» **Task item**: Look through the material below and copy exactly the lines from the line with "# test: locate points for every instance of the boat awning" to the line with "white boat hull", those two lines included.
(Beginning of Extracted data)
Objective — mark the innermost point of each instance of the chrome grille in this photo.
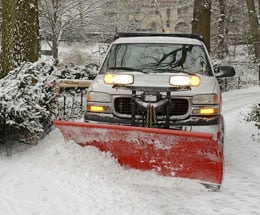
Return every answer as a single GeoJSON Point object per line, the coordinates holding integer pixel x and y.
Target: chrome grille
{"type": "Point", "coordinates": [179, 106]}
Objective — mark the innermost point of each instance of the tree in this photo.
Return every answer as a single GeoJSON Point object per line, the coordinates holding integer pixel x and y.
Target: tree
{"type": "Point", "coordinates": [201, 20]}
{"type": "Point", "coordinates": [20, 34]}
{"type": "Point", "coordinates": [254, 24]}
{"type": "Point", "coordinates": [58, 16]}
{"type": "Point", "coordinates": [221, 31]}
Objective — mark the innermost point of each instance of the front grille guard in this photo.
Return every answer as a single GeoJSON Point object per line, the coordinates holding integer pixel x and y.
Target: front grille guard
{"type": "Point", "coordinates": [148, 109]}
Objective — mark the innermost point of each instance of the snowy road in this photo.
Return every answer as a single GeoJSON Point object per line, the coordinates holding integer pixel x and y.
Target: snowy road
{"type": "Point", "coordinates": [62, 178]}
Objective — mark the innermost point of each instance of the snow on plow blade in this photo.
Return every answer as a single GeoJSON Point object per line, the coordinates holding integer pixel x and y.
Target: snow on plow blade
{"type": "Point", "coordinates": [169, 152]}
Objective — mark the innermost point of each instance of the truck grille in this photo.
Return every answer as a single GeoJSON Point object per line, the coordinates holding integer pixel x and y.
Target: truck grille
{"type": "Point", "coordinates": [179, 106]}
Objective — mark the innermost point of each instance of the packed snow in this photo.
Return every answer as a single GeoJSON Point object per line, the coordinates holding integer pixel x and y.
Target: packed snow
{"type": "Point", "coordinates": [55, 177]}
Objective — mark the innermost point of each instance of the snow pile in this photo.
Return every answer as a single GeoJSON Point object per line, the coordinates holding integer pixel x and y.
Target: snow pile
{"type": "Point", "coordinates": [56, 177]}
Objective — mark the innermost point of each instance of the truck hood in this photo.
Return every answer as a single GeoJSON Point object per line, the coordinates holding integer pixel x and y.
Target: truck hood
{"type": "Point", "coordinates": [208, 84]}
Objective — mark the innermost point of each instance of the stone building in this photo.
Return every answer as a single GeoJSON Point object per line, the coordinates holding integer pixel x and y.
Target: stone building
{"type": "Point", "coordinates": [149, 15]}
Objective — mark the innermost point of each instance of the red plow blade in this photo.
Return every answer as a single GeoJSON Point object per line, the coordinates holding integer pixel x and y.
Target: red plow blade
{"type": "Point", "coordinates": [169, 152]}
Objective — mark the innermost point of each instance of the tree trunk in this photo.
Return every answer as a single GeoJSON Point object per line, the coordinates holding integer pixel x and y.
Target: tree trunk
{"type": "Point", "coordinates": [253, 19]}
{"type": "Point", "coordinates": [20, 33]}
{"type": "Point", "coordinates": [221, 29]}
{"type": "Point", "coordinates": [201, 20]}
(End of Extracted data)
(Beginning of Extracted data)
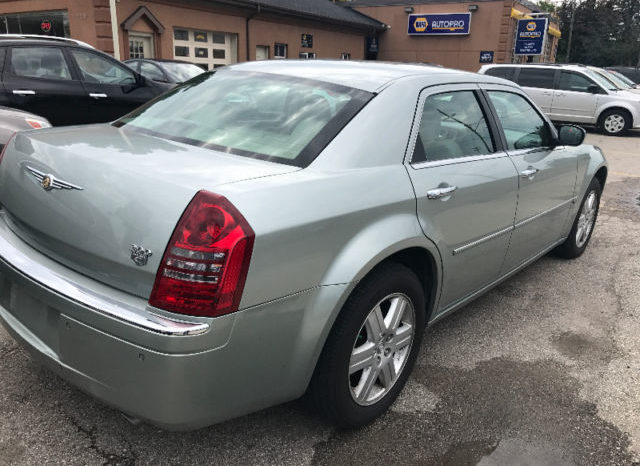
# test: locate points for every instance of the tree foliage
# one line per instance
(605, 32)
(End of Extracted data)
(Beginning of Extracted data)
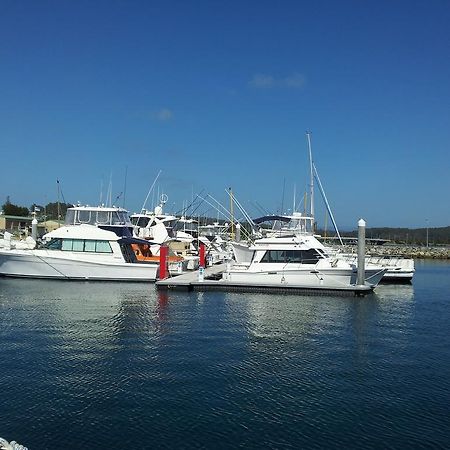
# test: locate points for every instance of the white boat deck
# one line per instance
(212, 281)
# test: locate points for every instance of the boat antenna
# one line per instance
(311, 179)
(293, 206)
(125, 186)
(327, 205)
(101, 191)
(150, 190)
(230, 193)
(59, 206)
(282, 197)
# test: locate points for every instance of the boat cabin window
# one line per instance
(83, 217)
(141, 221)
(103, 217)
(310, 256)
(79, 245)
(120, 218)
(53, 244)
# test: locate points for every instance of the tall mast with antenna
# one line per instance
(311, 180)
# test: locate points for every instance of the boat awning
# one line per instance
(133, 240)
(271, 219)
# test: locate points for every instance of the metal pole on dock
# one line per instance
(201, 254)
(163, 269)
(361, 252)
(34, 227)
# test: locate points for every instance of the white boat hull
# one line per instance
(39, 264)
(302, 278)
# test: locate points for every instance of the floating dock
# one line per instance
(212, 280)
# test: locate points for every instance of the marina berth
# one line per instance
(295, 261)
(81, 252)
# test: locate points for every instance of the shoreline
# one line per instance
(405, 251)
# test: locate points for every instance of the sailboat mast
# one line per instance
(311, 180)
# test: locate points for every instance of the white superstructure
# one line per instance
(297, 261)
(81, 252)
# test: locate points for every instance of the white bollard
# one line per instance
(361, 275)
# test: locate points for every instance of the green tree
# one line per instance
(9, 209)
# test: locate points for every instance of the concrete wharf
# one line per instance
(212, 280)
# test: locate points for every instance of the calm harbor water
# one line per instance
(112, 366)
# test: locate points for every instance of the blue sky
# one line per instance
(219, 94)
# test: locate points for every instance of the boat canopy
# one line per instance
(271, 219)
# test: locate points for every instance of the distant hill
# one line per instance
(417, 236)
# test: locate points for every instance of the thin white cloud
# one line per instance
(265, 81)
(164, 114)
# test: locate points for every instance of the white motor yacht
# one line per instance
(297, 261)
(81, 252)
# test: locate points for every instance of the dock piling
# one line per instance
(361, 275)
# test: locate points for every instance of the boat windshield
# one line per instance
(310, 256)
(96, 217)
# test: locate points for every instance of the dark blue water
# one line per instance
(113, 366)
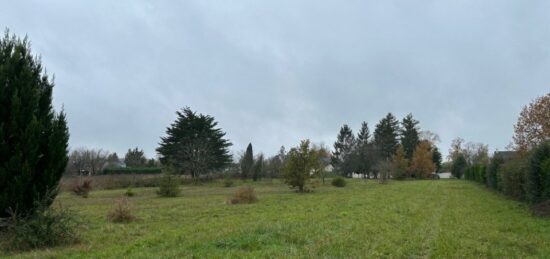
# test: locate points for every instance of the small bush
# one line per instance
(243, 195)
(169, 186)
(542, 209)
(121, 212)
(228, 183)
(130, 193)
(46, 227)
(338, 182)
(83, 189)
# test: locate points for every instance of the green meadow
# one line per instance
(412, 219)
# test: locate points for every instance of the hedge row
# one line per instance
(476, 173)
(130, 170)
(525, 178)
(End of Extracted data)
» **Result for this task**:
# test: locate points for every instance of the boat awning
# one line per instance
(133, 240)
(271, 219)
# test: locate points for every instance of the metal pole on dock
# one line per instance
(201, 254)
(163, 269)
(361, 252)
(34, 227)
# test: locate points for every instance of the white boat hull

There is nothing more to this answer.